(Material provided)

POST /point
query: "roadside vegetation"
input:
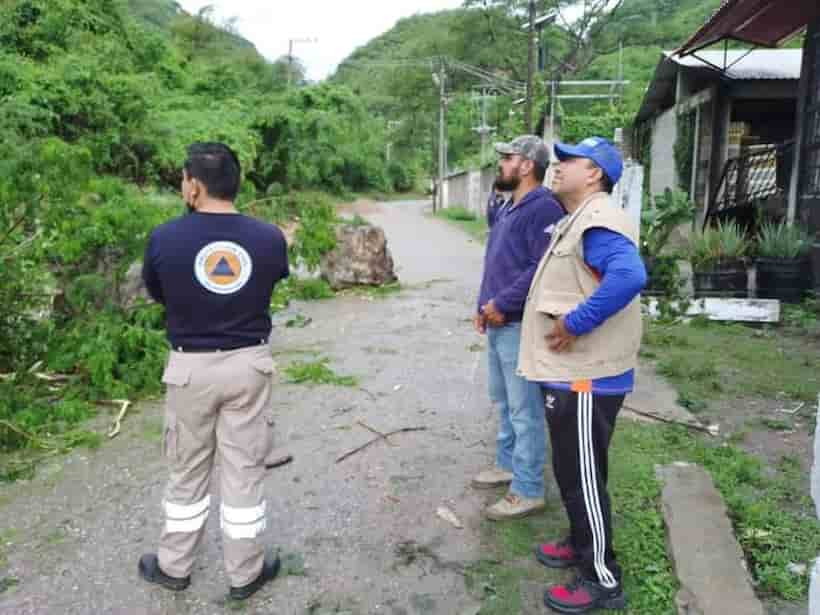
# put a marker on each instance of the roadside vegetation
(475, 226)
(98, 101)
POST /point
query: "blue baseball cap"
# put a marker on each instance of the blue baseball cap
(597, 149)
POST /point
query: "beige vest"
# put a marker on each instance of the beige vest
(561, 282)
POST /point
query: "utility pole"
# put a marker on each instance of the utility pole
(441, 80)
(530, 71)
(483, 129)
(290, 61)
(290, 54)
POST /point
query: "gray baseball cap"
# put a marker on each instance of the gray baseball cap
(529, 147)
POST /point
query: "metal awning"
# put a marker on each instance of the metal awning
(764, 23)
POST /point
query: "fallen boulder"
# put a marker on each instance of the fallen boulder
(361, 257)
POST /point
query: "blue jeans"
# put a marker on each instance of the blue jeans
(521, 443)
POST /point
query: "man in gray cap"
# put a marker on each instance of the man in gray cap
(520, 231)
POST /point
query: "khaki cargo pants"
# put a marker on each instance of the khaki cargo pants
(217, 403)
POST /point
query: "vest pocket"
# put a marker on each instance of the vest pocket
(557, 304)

(End Material provided)
(Material provided)

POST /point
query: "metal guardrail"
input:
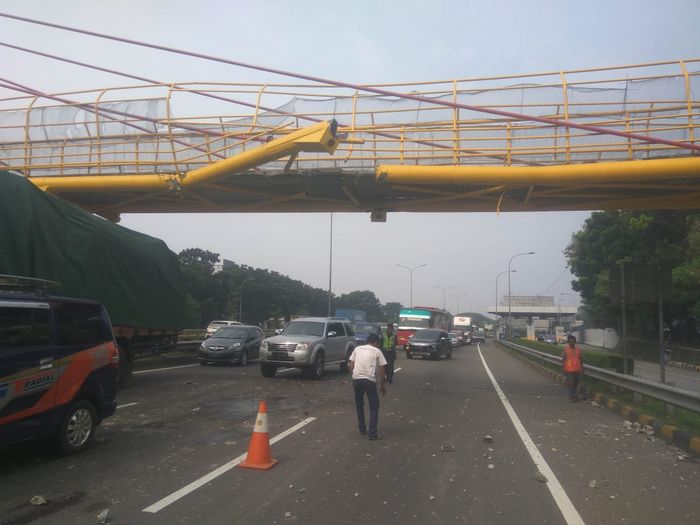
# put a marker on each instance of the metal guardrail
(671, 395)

(End Material provided)
(Material provided)

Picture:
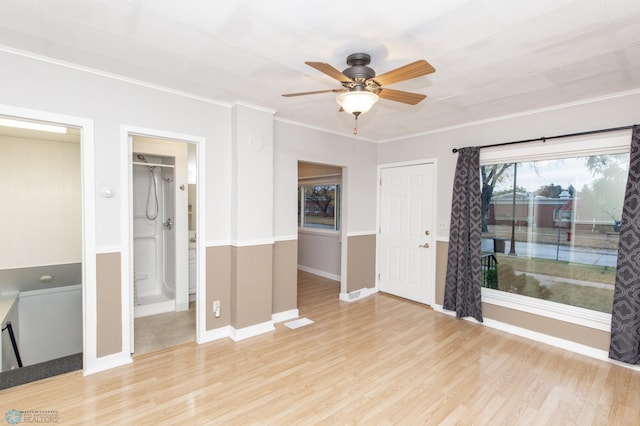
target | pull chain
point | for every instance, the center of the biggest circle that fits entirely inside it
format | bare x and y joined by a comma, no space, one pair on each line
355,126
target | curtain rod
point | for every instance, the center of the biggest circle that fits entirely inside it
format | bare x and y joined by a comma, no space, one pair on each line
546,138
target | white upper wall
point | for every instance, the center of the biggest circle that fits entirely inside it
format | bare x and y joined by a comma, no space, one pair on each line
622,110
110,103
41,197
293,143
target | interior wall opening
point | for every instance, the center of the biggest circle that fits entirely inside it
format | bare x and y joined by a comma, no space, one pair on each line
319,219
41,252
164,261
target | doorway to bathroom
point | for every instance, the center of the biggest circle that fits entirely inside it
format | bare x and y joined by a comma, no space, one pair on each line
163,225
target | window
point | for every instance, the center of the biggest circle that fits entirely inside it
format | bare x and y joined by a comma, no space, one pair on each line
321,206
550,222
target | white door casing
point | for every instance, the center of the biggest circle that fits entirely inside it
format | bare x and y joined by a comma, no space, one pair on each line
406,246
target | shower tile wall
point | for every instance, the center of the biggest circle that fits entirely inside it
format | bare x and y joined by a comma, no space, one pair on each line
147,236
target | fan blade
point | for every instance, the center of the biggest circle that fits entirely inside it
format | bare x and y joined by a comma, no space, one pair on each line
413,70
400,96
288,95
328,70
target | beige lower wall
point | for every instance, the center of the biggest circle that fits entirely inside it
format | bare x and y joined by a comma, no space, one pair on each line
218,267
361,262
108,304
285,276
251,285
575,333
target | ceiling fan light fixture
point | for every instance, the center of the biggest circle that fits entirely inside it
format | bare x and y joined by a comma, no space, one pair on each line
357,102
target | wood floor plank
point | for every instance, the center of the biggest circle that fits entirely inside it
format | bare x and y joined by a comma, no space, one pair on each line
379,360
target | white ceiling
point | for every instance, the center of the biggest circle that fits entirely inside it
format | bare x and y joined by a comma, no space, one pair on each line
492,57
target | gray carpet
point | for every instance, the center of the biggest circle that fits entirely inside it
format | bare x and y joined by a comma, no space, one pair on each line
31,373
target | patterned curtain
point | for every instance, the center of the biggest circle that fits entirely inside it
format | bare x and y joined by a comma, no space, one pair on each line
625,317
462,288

(End Material provided)

• Exercise aim:
Search the data for the word "curtain" and report how many lines include it, with the number alone.

• Answer space:
2